(What is expected)
Work out how many lines below contain "photo". Provide only the figure.

(Dataset excerpts)
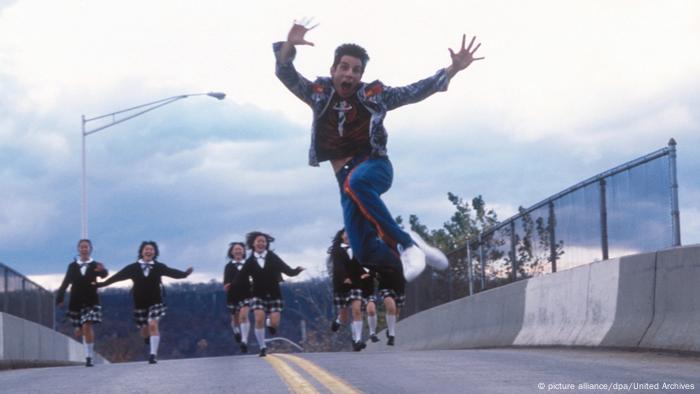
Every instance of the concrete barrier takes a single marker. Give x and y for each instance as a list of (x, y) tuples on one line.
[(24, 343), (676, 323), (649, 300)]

==

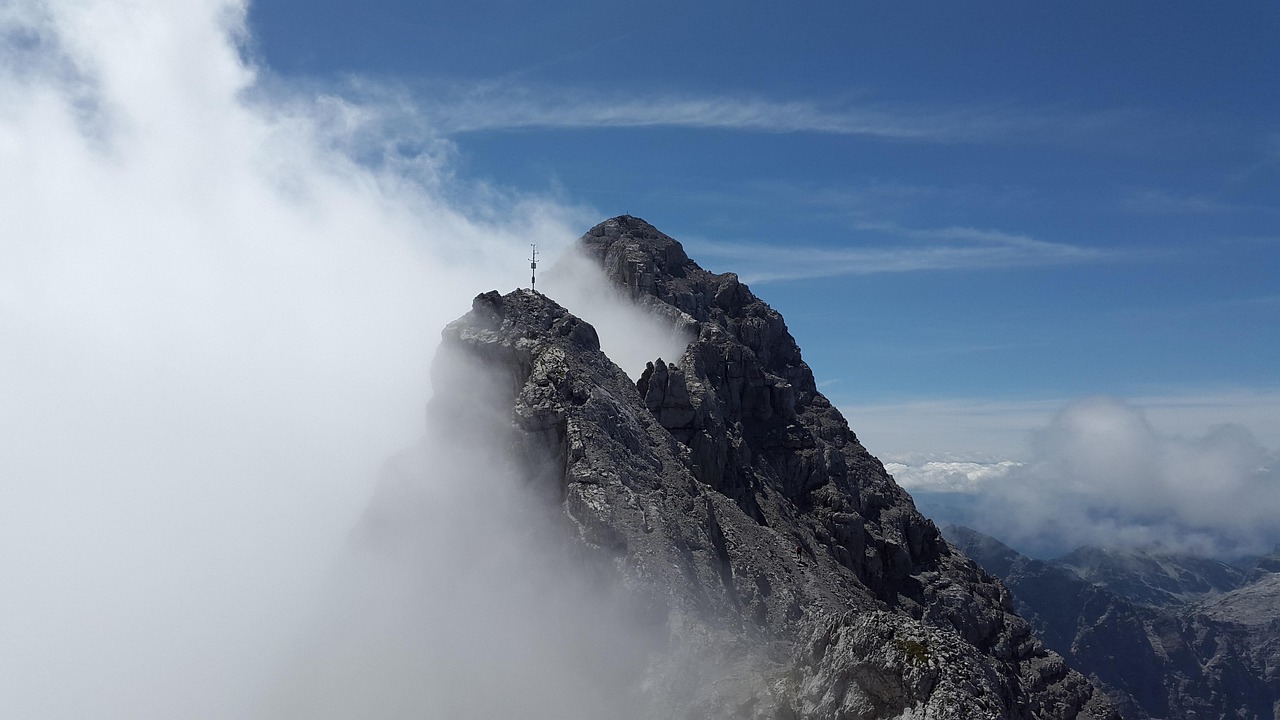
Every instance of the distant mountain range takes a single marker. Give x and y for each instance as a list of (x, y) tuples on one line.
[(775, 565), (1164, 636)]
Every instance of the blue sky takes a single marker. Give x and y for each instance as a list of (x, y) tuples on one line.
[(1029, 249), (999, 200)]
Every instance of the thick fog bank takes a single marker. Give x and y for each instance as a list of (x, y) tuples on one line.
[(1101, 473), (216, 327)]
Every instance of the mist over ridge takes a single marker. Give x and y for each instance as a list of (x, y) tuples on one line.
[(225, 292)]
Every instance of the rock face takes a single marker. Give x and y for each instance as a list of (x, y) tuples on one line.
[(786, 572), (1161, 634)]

* * *

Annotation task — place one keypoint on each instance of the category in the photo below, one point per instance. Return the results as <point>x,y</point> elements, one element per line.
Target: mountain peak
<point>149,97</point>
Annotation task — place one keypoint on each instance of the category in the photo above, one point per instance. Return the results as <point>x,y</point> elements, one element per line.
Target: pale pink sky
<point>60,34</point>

(Solved exercise)
2